[BRIEF]:
Set down all of the entries word for word, omitting the images they contain.

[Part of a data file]
========================================
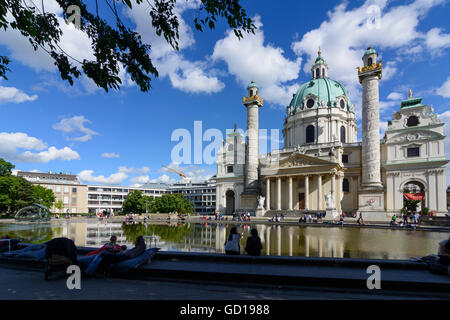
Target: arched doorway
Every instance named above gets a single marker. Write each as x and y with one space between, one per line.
230 202
414 196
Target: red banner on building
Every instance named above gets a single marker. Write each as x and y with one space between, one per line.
414 196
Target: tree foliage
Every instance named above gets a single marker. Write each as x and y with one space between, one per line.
43 196
113 42
5 167
137 203
15 193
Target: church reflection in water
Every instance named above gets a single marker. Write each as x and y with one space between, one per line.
277 240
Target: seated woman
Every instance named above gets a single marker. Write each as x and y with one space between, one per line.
104 261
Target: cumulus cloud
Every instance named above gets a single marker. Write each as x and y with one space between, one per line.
75 125
185 75
115 178
11 142
110 155
346 34
141 171
251 59
14 95
435 39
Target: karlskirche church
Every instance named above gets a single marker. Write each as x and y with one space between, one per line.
322 166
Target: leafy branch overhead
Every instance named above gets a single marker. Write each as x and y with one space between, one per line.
113 42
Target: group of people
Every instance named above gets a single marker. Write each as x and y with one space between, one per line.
406 217
253 246
111 253
244 216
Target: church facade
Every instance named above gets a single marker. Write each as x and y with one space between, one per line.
323 167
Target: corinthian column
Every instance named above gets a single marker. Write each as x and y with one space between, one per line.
369 77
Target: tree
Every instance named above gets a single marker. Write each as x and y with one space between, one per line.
15 193
133 203
5 168
59 205
114 44
43 196
177 202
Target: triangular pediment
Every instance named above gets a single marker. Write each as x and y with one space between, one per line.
302 160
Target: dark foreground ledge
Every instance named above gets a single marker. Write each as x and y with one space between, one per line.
281 271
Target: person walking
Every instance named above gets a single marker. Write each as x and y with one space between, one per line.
253 246
232 246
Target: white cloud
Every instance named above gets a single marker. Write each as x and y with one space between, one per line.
434 39
110 155
444 90
185 75
75 125
14 95
10 142
163 179
141 171
115 178
346 34
250 59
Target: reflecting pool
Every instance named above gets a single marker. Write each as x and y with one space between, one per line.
276 239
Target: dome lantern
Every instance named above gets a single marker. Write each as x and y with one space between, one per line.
320 69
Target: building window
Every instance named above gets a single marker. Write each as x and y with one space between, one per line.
343 138
345 185
413 152
412 121
345 158
310 135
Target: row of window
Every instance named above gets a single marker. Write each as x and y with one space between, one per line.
311 134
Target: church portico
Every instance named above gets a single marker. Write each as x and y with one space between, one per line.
302 191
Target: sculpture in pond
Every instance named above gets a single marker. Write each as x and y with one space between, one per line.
34 212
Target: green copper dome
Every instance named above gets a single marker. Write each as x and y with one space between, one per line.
320 90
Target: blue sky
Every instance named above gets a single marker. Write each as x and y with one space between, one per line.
124 137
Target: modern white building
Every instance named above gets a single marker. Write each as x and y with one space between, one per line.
66 187
323 167
201 194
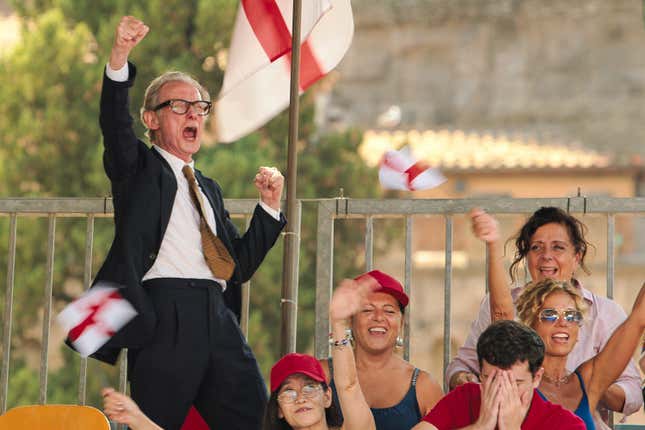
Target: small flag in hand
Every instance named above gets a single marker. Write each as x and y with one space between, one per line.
92 319
400 171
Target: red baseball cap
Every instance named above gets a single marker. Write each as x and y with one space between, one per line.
388 285
296 363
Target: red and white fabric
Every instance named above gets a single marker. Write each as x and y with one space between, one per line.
399 170
92 319
256 82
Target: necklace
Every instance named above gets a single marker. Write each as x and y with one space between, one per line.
557 381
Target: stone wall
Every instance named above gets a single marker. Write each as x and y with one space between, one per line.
574 70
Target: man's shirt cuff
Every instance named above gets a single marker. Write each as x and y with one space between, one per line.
120 75
268 209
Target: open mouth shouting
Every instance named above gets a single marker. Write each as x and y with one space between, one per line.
190 133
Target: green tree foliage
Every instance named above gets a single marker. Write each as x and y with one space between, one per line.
49 129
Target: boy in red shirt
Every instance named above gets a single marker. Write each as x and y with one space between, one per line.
510 357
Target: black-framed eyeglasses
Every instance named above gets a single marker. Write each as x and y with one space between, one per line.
309 391
551 315
181 106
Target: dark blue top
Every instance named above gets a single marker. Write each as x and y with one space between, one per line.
582 410
402 416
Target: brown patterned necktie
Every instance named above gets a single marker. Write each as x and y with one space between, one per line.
215 253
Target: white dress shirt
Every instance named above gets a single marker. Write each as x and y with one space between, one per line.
180 254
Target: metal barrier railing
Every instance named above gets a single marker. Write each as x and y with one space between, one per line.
328 211
88 209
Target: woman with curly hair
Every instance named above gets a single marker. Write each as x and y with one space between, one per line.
550 245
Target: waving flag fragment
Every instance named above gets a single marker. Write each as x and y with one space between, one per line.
256 82
92 319
400 171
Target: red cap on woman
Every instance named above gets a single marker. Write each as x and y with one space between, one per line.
388 285
295 363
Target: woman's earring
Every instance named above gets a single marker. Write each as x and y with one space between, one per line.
399 342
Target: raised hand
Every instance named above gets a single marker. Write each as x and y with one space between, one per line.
129 33
350 296
269 182
121 408
484 226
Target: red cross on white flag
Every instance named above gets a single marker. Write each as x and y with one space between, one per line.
92 319
256 83
399 170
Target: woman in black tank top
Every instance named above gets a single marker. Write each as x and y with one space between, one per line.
398 393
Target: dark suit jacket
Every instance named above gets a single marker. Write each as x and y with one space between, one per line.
143 190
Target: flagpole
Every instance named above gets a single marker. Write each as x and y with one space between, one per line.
289 300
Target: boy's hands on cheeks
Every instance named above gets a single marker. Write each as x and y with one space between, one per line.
489 409
512 406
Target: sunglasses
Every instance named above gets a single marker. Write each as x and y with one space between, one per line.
180 106
551 315
309 391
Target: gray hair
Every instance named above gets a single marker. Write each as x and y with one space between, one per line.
151 96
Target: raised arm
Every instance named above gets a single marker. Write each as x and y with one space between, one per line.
121 144
485 227
602 370
347 300
129 33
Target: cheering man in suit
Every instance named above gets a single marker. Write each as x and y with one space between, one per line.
178 254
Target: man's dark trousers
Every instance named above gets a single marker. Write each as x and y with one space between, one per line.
198 356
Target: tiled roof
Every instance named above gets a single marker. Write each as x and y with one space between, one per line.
459 150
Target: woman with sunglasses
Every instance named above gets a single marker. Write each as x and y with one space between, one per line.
555 310
300 394
550 244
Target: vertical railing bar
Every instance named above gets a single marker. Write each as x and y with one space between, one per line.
123 378
293 323
447 298
369 243
87 278
246 299
407 285
8 311
49 284
324 278
486 266
611 234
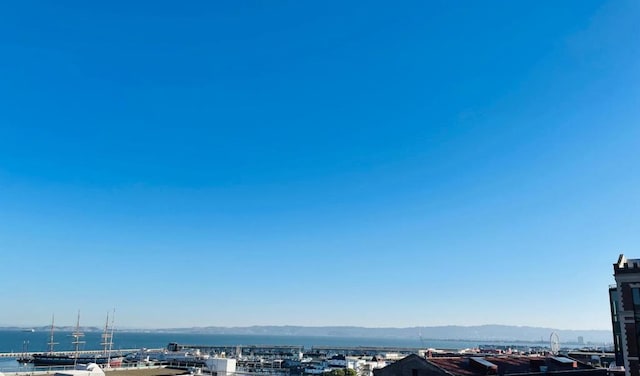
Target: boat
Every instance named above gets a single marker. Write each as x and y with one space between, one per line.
56 359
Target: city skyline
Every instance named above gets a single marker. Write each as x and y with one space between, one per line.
317 164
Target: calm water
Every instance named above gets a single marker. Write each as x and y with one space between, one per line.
18 341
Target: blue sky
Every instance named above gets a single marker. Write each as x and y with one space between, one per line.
326 163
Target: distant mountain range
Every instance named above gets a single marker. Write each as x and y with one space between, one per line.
450 332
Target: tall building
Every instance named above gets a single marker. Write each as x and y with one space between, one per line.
625 314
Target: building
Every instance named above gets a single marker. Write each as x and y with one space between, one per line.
521 365
625 313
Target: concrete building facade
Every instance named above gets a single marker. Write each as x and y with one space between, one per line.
625 311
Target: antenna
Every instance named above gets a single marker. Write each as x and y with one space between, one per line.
========================================
[EXERCISE OUTPUT]:
Target: arched doorway
Every instance named above gets a single marker. Write each as x and y with one space between, one per line.
230 202
414 196
Target: red banner on building
Every instance named above gets a single marker. Write each as x and y with one space between, one per line.
414 196
Target: tree foliage
Every instance named above gets a single marker. Write each as x and y with one space between, one per line.
43 196
113 42
5 167
137 203
15 193
Target: church reflection in water
Every instance named above gets a single marker. Write each as x and y with one space between, one per line.
277 240
Target: seated woman
Every instance named above gets a single marker. Write each as x and y with one space between, one per line.
104 261
Target: cumulus cloud
Every instance named above gets a single marker. Write each as x and y with one space between, one per line.
75 125
185 75
115 178
11 142
110 155
346 34
141 171
251 59
14 95
435 39
Target: karlskirche church
Every instance named above gets a single marker. Write each as x and y with one space between, one per line.
322 166
Target: leafy branch overhead
Every instance named above gets a single marker. Write each as x and y with one space between, one per line.
113 42
Target: group of people
Every instance named above gets a single marker. Write each as x and y with one space between, one per line.
406 217
253 246
111 253
244 216
Target: church facade
Every instance named above gets a single marker. Write each as x and y with one space between, one per line.
323 167
Target: corinthian column
Every instance named above gets a single marker. Write each as x and y with one space between, one per line.
369 77
Target: tree
Every instance named above gets a single marker. Write each as x and y with one space between, one per line.
15 193
133 203
5 168
59 205
114 44
43 196
177 202
Target: triangular pediment
Every instance named above gets a single marker. Write each as x and y with one space between, one per line.
302 160
Target: dark foreground ledge
Every instance named above gets a single marker. Write each as x and y with one space between, one per line.
281 271
Target: person walking
Every instance named above gets a single marker. Write each as x and y with one space between, one per line.
253 246
232 246
Target: white cloud
Every instance named above gets a single marker. Write each as x and y with one space between, one per line.
434 39
110 155
444 90
185 75
75 125
14 95
10 142
163 179
141 171
115 178
346 34
250 59
Target: reflecting pool
Every instance named above gets a single marker. Write each as x and y with one space between, one per line.
276 239
Target: dome lantern
Every instance named above gets a single marker. Write each as x and y with one space between, one per line.
320 69
Target: building window
Every instance named above gets a single marker. Write each as x and y with one space between, one per line.
343 138
345 185
413 152
412 121
345 158
310 135
Target: row of window
Every instance named above gets a single marker. Write each as x and y with one space between, one per line.
311 134
Target: church portico
Every instance named above gets a single marker. Write each as x and y with one space between, one per line.
302 191
Target: sculpture in pond
Every instance named above gets a single marker. Write each as x and y with one space between, one per line.
34 212
Target: green copper dome
Every instance named above gets a single marker. Write each as x and y with one space between, one per line.
320 90
Target: blue sky
Every instance named above gets a single marker. Write each as x and y with one space between, one per line.
124 137
Target: modern white building
Every instance named above gets a single marker. Write each as x and y with one space between, one per line.
66 187
323 167
201 194
Target: small flag in hand
Every instance named above gets a single marker. Write each as x and y with one space between, one per line.
92 319
400 171
Target: red baseball cap
Every instance named above gets a single marker. Write each as x and y with one space between, one per line.
388 285
296 363
Target: red and white fabric
Every instance named above gets a single marker. Write each as x and y with one space between, one per line.
399 170
92 319
256 82
Target: necklace
Every instance named above gets a single marker. Write each as x and y with one space between, one per line.
557 381
Target: stone wall
Every instance named above gets a single marker. Write each as x and y with one space between, one per line.
574 70
Target: man's shirt cuff
Every instance named above gets a single marker. Write each as x and y with one space between, one per line.
120 75
268 209
Target: open mouth shouting
Every instance named above gets a single marker. Write each as x and y with one space between, one per line.
190 133
Target: green tree foliage
Every instance named above gets a single marker. Write each as x and y with one space between, one per line.
49 129
Target: boy in red shirt
Every instance named above gets a single marker. Write each as x and y with one space between, one per line.
510 357
Target: black-framed eyeglasses
Every instance named above gets a single marker. Write each as x and y with one space between, one per line.
309 391
551 315
181 106
Target: dark blue top
Every instance named above gets a single marker. Write each as x and y with one space between, one per line.
582 410
402 416
Target: brown patterned necktie
Every instance named above gets a single marker. Write each as x and y with one space between, one per line.
215 253
Target: white dress shirt
Every instance named above gets a single marker. Write each as x and y with one space between, one per line.
180 254
Target: metal barrier railing
Every instance named above gets a single marker. Write each as x and y with one space between, one per line.
328 211
88 209
Target: woman with curly hair
Every instance named above gets a single marker. Write each as x and y with one space between, one per line.
550 245
Target: waving flag fragment
Every instance named above gets a single marker. Write each as x and y with one space between, one per line.
256 82
92 319
400 171
Target: red cap on woman
Every instance named above gets a single marker. Write each as x and y with one space between, one per line.
388 285
295 363
Target: woman's earring
Every instance named above gets a single marker. Write each as x and y with one space between, one per line.
399 342
Target: raised hand
Every instance named above gets a single marker. Write each as x and y with one space between, one per line.
129 33
350 296
269 182
121 408
484 226
Target: red cross on white flag
Every instance named above gets a single marker. Write each as x and y with one space between, one per line.
92 319
256 83
399 170
Target: woman in black tank top
Every instance named above gets a single marker. Write each as x and y with one space between, one per line.
398 393
Target: dark suit jacket
Every instance named above gets a single marker. Write each as x and y with one space between, one per line.
143 190
Target: flagpole
Every instance named above gets a single marker. Write each as x and y with one space between, one per line.
289 300
Target: boy's hands on cheeks
Every instance named above gets a single marker. Write each as x and y with one space between, one per line.
489 409
512 406
Target: sunglasses
Every instance named above gets a single marker. Write each as x and y with one space between, one per line.
180 106
551 315
309 391
Target: gray hair
Every instance named above gets a single marker. Write each as x and y with one space between, one per line.
151 96
Target: raised arm
Every instance named above gets a single marker. Write each as x and y with one space between, one per line.
121 144
485 227
602 370
347 300
129 33
Target: cheering man in suit
Every instance named above gets a single marker. Write each as x and y with one space between, one per line.
178 254
Target: man's dark trousers
Every instance named above gets a single marker. Write each as x and y with one space between, one per line.
198 356
Target: tiled roof
Every instance named above gets a single marker. Write each as x and y with one space between, one per line.
459 150
Target: woman with sunglasses
Every instance named above gets a single marker. Write each as x and y with one space between, one per line.
555 310
300 394
550 244
Target: vertical railing bar
Every instance named above gets a single marker. Write each as x and y with one space between, one per line.
123 378
293 323
447 298
369 243
87 278
246 299
407 285
8 311
49 284
324 278
486 266
611 234
Target: boat
Every instance named above gets a single marker. Write each as x and y with one space between, one per line.
56 359
Target: city skyline
Every instance named above gets a single marker. Write each as x and y with one space between, one per line.
317 164
Target: calm water
Every instance named above gets a single marker. Write each as x and y with one space between, one per line.
18 341
Target: blue sky
Every instance named above gets a single marker. Write each as x and y with one space between, one per line.
326 163
Target: distant mountain range
Every instance named above gets a single marker. Write each as x and y with one space between, one per line.
450 332
Target: tall building
Every instance named above gets a single marker. Write each as x and y with one space between, one per line.
625 314
Target: building
Every instance named above gets a single marker. Write each as x and y with one space between, one per line.
521 365
625 313
Target: concrete building facade
Every instance named above gets a single marker. Write each as x and y with one space between, one per line.
625 311
Target: antenna
Every instance named above gets a single marker. Write each as x and y with one space between, one per line.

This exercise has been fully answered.